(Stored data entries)
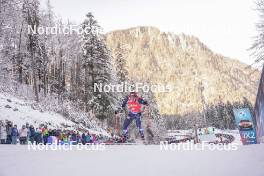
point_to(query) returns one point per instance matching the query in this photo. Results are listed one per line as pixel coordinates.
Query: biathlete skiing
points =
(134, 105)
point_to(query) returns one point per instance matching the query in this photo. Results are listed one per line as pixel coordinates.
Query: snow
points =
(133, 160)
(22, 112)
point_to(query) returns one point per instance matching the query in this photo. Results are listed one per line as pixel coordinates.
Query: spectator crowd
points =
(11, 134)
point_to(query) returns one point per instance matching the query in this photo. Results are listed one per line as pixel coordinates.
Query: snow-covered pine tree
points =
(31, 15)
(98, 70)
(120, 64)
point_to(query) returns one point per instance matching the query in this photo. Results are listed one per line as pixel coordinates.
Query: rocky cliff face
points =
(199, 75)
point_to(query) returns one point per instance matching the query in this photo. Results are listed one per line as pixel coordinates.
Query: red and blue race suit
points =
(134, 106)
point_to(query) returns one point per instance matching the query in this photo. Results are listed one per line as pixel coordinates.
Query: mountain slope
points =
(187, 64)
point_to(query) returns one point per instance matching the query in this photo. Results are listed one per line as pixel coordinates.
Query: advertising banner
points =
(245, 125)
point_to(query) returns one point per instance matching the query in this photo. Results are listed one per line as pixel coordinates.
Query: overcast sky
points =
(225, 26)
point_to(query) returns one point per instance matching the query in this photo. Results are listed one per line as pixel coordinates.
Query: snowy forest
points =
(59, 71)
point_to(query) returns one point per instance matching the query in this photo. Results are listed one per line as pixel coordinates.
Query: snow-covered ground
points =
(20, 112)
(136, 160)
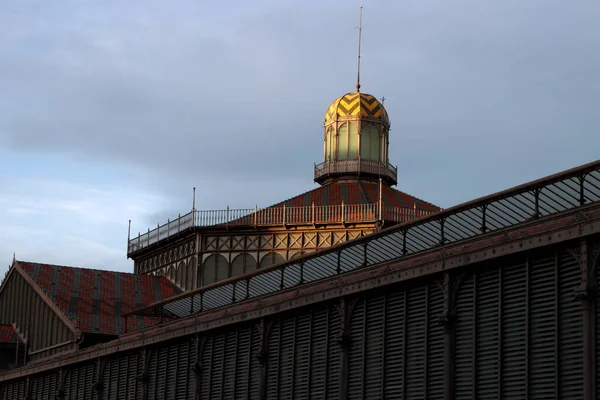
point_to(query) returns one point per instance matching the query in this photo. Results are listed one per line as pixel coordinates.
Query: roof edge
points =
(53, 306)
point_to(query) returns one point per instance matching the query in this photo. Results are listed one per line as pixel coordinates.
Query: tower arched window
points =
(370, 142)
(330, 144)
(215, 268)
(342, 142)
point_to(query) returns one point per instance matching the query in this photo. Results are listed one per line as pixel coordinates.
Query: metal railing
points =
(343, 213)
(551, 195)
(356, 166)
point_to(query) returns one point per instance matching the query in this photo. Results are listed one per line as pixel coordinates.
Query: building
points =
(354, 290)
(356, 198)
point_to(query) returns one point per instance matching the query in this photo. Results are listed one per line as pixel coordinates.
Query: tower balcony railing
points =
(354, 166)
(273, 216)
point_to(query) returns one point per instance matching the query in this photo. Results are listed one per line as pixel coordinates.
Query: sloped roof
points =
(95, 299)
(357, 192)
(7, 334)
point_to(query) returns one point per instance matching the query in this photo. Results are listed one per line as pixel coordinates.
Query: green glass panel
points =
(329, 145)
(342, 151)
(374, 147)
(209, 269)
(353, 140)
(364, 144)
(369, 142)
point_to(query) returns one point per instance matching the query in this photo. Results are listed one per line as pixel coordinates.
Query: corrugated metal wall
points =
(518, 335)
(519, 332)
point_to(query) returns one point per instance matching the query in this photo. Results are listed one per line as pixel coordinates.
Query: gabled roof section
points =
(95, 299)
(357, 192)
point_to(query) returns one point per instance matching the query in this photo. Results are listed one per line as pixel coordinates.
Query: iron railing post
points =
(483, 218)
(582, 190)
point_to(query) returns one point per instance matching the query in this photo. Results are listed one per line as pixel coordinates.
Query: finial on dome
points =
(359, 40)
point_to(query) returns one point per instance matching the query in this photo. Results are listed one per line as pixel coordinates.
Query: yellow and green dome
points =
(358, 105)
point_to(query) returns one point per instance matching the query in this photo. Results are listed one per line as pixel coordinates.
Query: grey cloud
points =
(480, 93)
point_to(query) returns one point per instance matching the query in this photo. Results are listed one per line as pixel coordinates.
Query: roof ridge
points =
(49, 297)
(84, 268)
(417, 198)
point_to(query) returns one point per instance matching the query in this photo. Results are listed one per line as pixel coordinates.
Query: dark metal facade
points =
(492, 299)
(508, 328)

TASK TO CARRY OUT =
Produce an exact copy of the records above, leaving out the pictures.

RESPONSE TO THE EXERCISE =
point_to(query) returns one point per instance matching the query in this photo. Results are listed one per line as pixel coordinates.
Query: biathlete skiing
points =
(134, 105)
point_to(query) returns one point per instance matching the query in this photo. Results are listed one per line as pixel coordinates.
Query: snow
points =
(133, 160)
(22, 112)
point_to(query) returns one point per instance matching the query in this photo. Results are listed one per line as pixel coordinates.
Query: spectator crowd
points =
(11, 134)
point_to(query) returns one point per instance matching the query in this photo. Results are listed one per line as pixel coordinates.
Query: snow-covered pine tree
points =
(31, 15)
(98, 70)
(120, 64)
point_to(query) returns one point per instance matching the query in this photo. Results are listed one per line as pixel coordinates.
Query: rocky cliff face
points =
(199, 75)
point_to(query) returns one point per instance matching the query in this photo. Results are listed one per line as pixel coordinates.
Query: red and blue race suit
points =
(134, 106)
point_to(query) returns one point per instance matching the query in this photo. Results are listed one per line as pixel coordinates.
Query: mountain slope
points =
(187, 64)
point_to(query) returns one point per instance matching the query in this photo. Results are listed one per line as pixel coordinates.
Query: advertising banner
points =
(245, 125)
point_to(query) returns one point per instance matching the query in this photo. Results are listed one per line as pixel coordinates.
Query: overcast sky
points =
(225, 26)
point_to(query) returns one point per instance matching the query in this photo. Results are listed one per line as pixel coordinates.
Query: snowy forest
points =
(59, 71)
point_to(query) returns one point per instance matching the query in this photo. Results are listed one per line as pixel coordinates.
Query: snow-covered ground
points =
(20, 112)
(136, 160)
point_to(query) returns one point per instance matching the query in this photo. Results are listed one per line as pixel coordinates.
Query: roof edge
points =
(53, 306)
point_to(query) returns one point per instance matching the query in this photo. Results are listed one per line as pixel coordinates.
Query: tower arched window
points =
(370, 142)
(330, 144)
(215, 268)
(342, 142)
point_to(query) returns one point per instance matching the query in this photo. Results are listed one per line as pixel coordinates.
Query: metal railing
points =
(343, 213)
(551, 195)
(356, 166)
point_to(query) returns one point per instance matching the query in this photo. Results are listed one per line as pixel coordinates.
Query: building
points =
(354, 290)
(356, 198)
point_to(query) returns one point per instance matching the query in this photo. Results are listed one per line as pixel coordinates.
Query: tower balcony railing
points =
(354, 166)
(273, 216)
point_to(query) returns one point per instance matching the query in this photo. Results are listed one per line as pixel coordinates.
Query: sloped roof
points =
(95, 299)
(357, 192)
(7, 334)
point_to(query) returns one point per instance matching the query in this photo. Results are listed one per line as pixel coordinates.
Query: green glass panel
points =
(329, 145)
(342, 151)
(374, 147)
(209, 269)
(353, 140)
(364, 144)
(369, 142)
point_to(query) returns one point per instance matching the query in this photo. Results are listed one per line as pixel coordinates.
Query: corrugated metal wall
points =
(518, 335)
(519, 332)
point_to(query) returns one point per instance matching the query in this photo. Results are listed one per line as pixel coordinates.
Query: gabled roof section
points =
(95, 299)
(357, 192)
point_to(query) returns one point per instance matching the query in this photo. Results are listed one per line as pixel coordinates.
Query: iron railing post
points =
(483, 218)
(582, 190)
point_to(query) returns one point per instance matching the query in this photo. Results are listed one per line as pixel coordinates.
Query: finial on dome
points =
(359, 40)
point_to(query) returns one point per instance matching the query in this photo. Results are listed one per line as pixel coordinates.
Query: yellow and green dome
points =
(358, 105)
point_to(query) returns one point per instance matching the query in this photo. Results are listed one per line as pixel coordinates.
Query: grey cloud
points =
(480, 93)
point_to(query) returns one point per instance matching the query in this photo. Results are listed one per line as pixel coordinates.
Query: roof ridge
points =
(49, 297)
(84, 268)
(417, 198)
point_to(query) returns one point per instance matching the query in this photo. Results are listed one per line as pixel coordinates.
Query: dark metal facade
points =
(492, 299)
(508, 328)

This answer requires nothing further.